提示文:
***

そうした中で、この鹿島戦では機動力が武器のFW武藤雄樹を1トップに起用し、2列目に4人を並べてMF柴戸海が1ボランチを務める新システム(4-1-4-1)を導入した。武藤は「今日は僕が1トップだけど、1トップらしくなく、降りたところを2列目の選手が飛び出すなど距離感を良くしよう」という狙いがあったと話す。
1点目は右サイドでDF西大伍がボールを持った時に、武藤が中盤に下がって相手を引き付けた背後にMF明本考浩が飛び出し、西からのボールを受けてGKとの1対1を制して、今季のゲームで流れの中から始めてゴールが決まった。2点目は、武藤が少し下がって受けたところで、明本が最前線に飛び出すところにスルーパス。このボールを受けようとしたところで明本が倒されて得たPKをDF槙野智章が決めたものだった。
明本はトレーニングからロドリゲス監督による「背後、背後と常に意識させられていた」という働きかけがあったと話す。また、「手応えとしては今シーズンで一番いい試合ができたかなと思うし、自陣から相手を揺さぶる、当てて落として3人目というシーンもできていたので良かったと思う」と、試合内容にも満足感を示した。

***

入力データ:
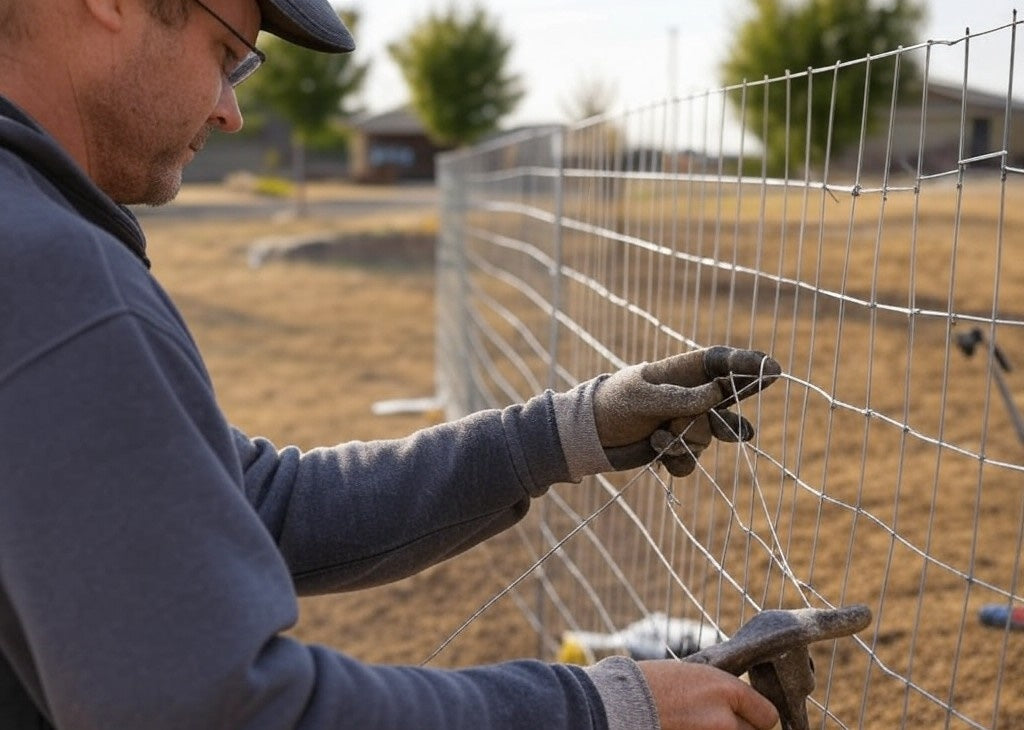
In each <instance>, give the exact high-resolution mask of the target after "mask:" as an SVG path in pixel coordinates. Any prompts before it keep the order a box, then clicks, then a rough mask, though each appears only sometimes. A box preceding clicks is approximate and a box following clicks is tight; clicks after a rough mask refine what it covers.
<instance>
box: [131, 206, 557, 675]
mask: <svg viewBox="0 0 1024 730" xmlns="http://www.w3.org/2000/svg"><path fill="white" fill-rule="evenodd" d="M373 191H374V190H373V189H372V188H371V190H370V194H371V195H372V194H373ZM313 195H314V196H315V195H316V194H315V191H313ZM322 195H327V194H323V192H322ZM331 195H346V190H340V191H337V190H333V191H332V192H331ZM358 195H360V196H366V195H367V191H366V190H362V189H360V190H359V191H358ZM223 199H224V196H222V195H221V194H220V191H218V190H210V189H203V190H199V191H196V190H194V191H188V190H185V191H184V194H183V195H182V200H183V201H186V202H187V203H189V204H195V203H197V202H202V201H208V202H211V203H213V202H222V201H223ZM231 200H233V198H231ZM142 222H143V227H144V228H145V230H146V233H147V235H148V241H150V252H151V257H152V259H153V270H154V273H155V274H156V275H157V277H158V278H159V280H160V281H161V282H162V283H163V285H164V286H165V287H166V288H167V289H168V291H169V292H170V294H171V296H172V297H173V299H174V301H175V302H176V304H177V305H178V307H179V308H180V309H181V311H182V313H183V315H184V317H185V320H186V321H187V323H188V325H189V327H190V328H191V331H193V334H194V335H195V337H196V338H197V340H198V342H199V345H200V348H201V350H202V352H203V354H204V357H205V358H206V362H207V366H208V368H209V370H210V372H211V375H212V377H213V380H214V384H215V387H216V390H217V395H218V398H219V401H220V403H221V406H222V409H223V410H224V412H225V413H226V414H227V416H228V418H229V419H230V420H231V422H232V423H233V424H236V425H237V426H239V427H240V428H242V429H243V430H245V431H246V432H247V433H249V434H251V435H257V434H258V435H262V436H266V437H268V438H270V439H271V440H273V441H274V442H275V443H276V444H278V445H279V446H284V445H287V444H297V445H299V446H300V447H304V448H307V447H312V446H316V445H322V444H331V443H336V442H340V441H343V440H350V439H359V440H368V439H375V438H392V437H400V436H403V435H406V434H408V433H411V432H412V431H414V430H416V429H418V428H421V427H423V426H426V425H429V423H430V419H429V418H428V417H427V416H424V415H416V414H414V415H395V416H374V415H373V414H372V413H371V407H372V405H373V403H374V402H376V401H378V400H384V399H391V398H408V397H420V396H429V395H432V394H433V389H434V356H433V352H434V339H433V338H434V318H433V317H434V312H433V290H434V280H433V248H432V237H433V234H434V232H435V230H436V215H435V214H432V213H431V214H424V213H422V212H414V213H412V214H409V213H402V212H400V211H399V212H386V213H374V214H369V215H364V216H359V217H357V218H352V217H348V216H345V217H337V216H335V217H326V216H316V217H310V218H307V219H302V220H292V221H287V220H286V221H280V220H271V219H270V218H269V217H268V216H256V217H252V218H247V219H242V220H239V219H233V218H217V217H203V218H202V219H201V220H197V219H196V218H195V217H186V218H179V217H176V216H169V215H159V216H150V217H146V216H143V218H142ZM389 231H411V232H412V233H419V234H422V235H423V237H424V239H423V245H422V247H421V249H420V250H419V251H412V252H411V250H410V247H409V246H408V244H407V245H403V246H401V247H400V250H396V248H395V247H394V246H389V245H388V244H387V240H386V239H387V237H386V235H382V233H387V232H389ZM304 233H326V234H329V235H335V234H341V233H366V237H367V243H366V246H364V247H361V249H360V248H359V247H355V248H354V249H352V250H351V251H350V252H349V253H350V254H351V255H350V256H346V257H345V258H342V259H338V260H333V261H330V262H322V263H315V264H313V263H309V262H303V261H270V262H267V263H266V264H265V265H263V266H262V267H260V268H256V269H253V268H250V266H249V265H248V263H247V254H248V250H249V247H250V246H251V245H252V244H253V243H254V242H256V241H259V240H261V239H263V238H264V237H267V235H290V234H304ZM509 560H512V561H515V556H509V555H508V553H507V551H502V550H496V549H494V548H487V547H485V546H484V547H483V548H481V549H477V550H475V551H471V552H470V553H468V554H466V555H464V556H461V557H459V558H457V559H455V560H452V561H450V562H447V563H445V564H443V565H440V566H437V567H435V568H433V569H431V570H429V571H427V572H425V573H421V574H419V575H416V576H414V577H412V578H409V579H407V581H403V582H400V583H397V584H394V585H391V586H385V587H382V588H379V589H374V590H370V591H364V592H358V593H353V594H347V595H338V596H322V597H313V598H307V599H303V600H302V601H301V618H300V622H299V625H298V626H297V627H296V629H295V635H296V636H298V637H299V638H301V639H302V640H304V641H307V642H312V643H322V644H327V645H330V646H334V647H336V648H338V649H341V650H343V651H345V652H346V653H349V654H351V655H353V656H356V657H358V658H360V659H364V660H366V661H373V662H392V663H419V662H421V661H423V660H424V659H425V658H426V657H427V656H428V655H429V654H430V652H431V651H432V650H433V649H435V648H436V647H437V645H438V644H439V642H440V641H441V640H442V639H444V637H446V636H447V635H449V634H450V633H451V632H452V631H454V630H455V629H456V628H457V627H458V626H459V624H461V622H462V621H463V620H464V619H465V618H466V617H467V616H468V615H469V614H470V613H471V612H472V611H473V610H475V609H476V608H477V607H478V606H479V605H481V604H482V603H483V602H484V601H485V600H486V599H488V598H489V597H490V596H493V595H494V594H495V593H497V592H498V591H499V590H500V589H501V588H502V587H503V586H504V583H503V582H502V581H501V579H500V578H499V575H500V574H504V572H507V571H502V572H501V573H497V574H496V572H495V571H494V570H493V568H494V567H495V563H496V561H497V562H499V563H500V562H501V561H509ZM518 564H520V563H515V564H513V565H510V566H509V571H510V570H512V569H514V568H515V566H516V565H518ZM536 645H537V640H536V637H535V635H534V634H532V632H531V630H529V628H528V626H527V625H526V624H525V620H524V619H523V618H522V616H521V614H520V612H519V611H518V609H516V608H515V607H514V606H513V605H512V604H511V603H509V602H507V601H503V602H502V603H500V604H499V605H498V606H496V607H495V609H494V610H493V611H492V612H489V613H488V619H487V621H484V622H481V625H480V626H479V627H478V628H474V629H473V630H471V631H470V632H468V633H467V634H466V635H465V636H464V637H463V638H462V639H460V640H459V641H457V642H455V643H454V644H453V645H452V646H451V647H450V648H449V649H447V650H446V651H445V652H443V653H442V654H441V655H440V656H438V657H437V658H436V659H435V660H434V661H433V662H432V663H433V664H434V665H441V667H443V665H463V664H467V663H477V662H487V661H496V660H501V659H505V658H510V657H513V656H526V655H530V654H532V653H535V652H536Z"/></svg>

***

演習問題:
a – 鹿島戦の記事について、次の問いに答えてください。
(i) 鹿島戦で1トップに起用された選手は誰ですか。
(ii) 2点目となったPKを決めた選手は誰ですか。
(iii) 明本がトレーニングから「背後、背後と常に意識させられていた」と話している働きかけは、誰によるものですか。
b – 鹿島戦の記事のうち「1点目は右サイドでDF西大伍」から「試合内容にも満足感を示した。」までを書き直し、「スルーパス」を「浮き球のパス」に差し替えてください。
c – 鹿島戦の記事の続きを書いてください。

各問の解答:
a –
(i) FW武藤雄樹
(ii) DF槙野智章
(iii) ロドリゲス監督

b –
1点目は右サイドでDF西大伍がボールを持った時に、武藤が中盤に下がって相手を引き付けた背後にMF明本考浩が飛び出し、西からのボールを受けてGKとの1対1を制して、今季のゲームで流れの中から始めてゴールが決まった。2点目は、武藤が少し下がって受けたところで、明本が最前線に飛び出すところに浮き球のパス。このボールを受けようとしたところで明本が倒されて得たPKをDF槙野智章が決めたものだった。
明本はトレーニングからロドリゲス監督による「背後、背後と常に意識させられていた」という働きかけがあったと話す。また、「手応えとしては今シーズンで一番いい試合ができたかなと思うし、自陣から相手を揺さぶる、当てて落として3人目というシーンもできていたので良かったと思う」と、試合内容にも満足感を示した。

c –
この日が47歳の誕生日だったロドリゲス監督は「こういった形(システム)は以前から考えていた。大事なのはシステムだけでなく、選手の特徴や組み合わせ、それが噛み合うこと」と話した。実際に、柴戸はここまでリーグ戦でダブルボランチの一角での起用は少なかったが、1ボランチでプレーしたこの試合では役割が明確になり高いパフォーマンスを見せた。
これまでFW杉本健勇にボールを預けながら、背後を取る選手がいないことで相手の最終ラインが高くなり、中盤が狭くなるという現象も招いてきた。シンプルな言葉ではあるものの「相手の背後」という意識づけが、浦和の攻撃の機能性を大きく高めた要因だと言えそうだ。